### [Required work]
Identify every line in the records below that contains the string "fence" with the same capitalization, and copy each such line in full.

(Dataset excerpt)

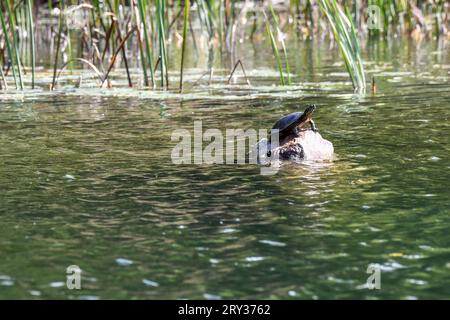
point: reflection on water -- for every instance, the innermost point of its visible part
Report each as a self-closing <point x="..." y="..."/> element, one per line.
<point x="86" y="179"/>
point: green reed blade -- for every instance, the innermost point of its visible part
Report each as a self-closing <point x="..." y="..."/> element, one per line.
<point x="32" y="42"/>
<point x="183" y="49"/>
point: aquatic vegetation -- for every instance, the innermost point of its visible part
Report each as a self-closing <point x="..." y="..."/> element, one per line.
<point x="113" y="34"/>
<point x="345" y="35"/>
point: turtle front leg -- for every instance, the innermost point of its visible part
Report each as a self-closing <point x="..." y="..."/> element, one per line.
<point x="313" y="126"/>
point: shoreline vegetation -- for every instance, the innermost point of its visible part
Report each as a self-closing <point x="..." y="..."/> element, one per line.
<point x="105" y="35"/>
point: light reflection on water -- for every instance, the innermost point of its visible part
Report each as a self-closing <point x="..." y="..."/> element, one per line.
<point x="86" y="179"/>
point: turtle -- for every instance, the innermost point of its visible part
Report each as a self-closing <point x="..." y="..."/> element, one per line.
<point x="291" y="124"/>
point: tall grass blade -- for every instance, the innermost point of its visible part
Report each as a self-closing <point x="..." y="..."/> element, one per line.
<point x="183" y="49"/>
<point x="32" y="43"/>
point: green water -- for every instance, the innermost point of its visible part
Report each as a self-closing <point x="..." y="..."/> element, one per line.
<point x="86" y="179"/>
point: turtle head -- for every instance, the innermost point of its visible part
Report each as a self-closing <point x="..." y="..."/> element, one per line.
<point x="310" y="109"/>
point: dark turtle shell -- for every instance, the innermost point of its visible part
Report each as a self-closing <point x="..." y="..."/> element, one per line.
<point x="287" y="124"/>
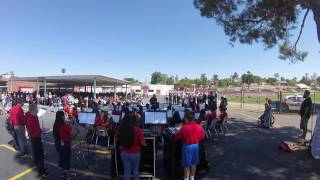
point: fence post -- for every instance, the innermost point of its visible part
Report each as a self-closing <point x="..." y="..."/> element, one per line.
<point x="314" y="112"/>
<point x="280" y="106"/>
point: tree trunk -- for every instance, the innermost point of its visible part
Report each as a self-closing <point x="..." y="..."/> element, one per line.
<point x="316" y="13"/>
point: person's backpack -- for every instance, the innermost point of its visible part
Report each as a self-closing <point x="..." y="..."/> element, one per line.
<point x="8" y="126"/>
<point x="285" y="147"/>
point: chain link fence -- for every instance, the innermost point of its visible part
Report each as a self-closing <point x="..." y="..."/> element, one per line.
<point x="283" y="101"/>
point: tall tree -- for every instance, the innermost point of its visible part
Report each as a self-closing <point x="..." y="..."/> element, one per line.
<point x="268" y="21"/>
<point x="176" y="79"/>
<point x="234" y="76"/>
<point x="131" y="80"/>
<point x="215" y="80"/>
<point x="170" y="80"/>
<point x="204" y="79"/>
<point x="247" y="78"/>
<point x="63" y="71"/>
<point x="156" y="78"/>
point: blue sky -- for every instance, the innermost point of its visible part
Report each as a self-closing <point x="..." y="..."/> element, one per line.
<point x="132" y="39"/>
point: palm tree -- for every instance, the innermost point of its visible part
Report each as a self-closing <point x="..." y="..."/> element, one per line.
<point x="63" y="71"/>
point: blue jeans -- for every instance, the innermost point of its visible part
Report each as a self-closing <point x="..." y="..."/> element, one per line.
<point x="130" y="163"/>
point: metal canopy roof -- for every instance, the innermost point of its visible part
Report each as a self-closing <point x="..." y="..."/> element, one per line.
<point x="80" y="80"/>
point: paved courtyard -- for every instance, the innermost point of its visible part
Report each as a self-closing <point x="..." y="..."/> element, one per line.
<point x="246" y="152"/>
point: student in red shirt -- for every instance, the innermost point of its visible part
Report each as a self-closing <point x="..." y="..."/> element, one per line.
<point x="190" y="134"/>
<point x="202" y="116"/>
<point x="62" y="135"/>
<point x="212" y="116"/>
<point x="130" y="139"/>
<point x="222" y="117"/>
<point x="17" y="120"/>
<point x="34" y="131"/>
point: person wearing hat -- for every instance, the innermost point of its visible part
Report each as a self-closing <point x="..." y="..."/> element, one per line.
<point x="191" y="134"/>
<point x="17" y="120"/>
<point x="102" y="119"/>
<point x="305" y="113"/>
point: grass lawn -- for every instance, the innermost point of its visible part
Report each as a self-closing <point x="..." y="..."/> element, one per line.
<point x="256" y="99"/>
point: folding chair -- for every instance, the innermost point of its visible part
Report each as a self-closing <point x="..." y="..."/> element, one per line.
<point x="101" y="132"/>
<point x="213" y="128"/>
<point x="225" y="126"/>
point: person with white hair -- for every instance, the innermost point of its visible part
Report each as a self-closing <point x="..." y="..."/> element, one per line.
<point x="34" y="131"/>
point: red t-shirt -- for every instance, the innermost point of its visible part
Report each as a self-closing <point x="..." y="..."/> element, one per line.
<point x="65" y="133"/>
<point x="213" y="116"/>
<point x="98" y="121"/>
<point x="17" y="116"/>
<point x="223" y="116"/>
<point x="33" y="126"/>
<point x="68" y="110"/>
<point x="200" y="119"/>
<point x="190" y="133"/>
<point x="136" y="147"/>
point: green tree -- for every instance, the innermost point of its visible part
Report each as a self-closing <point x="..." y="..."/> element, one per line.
<point x="176" y="79"/>
<point x="247" y="79"/>
<point x="268" y="21"/>
<point x="63" y="71"/>
<point x="163" y="78"/>
<point x="271" y="80"/>
<point x="215" y="80"/>
<point x="131" y="80"/>
<point x="156" y="78"/>
<point x="204" y="79"/>
<point x="234" y="76"/>
<point x="170" y="80"/>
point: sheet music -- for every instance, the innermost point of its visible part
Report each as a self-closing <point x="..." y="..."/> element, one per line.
<point x="181" y="113"/>
<point x="315" y="143"/>
<point x="197" y="115"/>
<point x="87" y="118"/>
<point x="202" y="106"/>
<point x="149" y="117"/>
<point x="41" y="112"/>
<point x="169" y="114"/>
<point x="160" y="118"/>
<point x="116" y="118"/>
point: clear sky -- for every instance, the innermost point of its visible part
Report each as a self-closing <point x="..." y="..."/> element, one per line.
<point x="132" y="39"/>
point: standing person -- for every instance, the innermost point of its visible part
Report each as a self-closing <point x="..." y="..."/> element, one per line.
<point x="266" y="117"/>
<point x="34" y="131"/>
<point x="153" y="102"/>
<point x="17" y="120"/>
<point x="130" y="139"/>
<point x="190" y="134"/>
<point x="62" y="136"/>
<point x="305" y="113"/>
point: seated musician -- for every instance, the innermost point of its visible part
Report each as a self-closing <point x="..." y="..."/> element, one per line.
<point x="222" y="118"/>
<point x="130" y="139"/>
<point x="202" y="117"/>
<point x="212" y="116"/>
<point x="190" y="134"/>
<point x="102" y="119"/>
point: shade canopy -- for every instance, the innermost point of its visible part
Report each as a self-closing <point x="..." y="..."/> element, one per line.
<point x="76" y="80"/>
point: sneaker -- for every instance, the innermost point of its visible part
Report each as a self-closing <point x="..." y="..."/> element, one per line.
<point x="43" y="175"/>
<point x="69" y="175"/>
<point x="19" y="154"/>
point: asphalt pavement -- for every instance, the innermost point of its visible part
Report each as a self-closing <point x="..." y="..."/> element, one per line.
<point x="245" y="152"/>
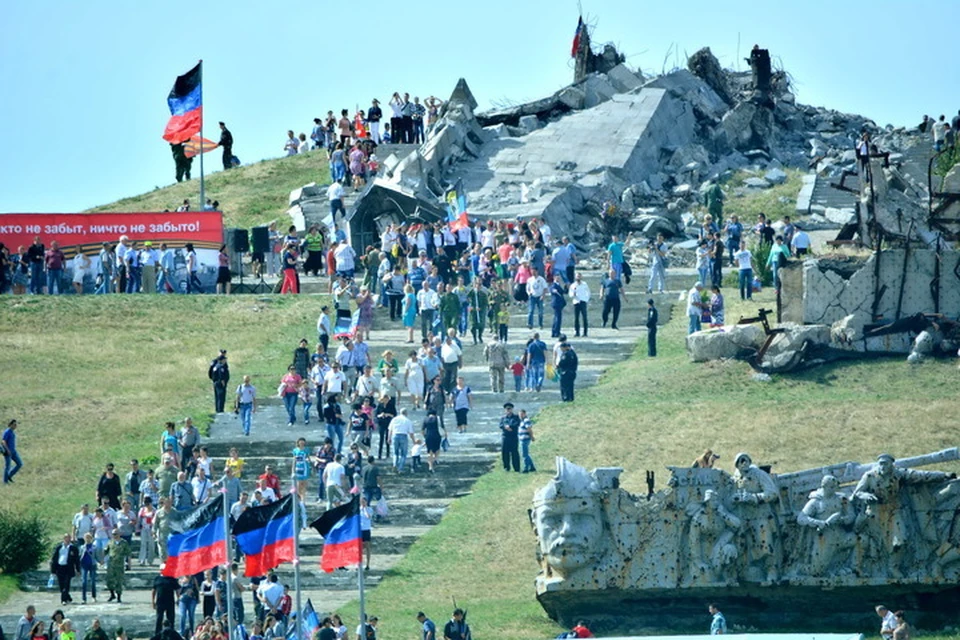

### [The solution]
point: fence post -- for every instance, the innermost point of its visible part
point: chain link fence -- for every instance, the innermost point of its visible part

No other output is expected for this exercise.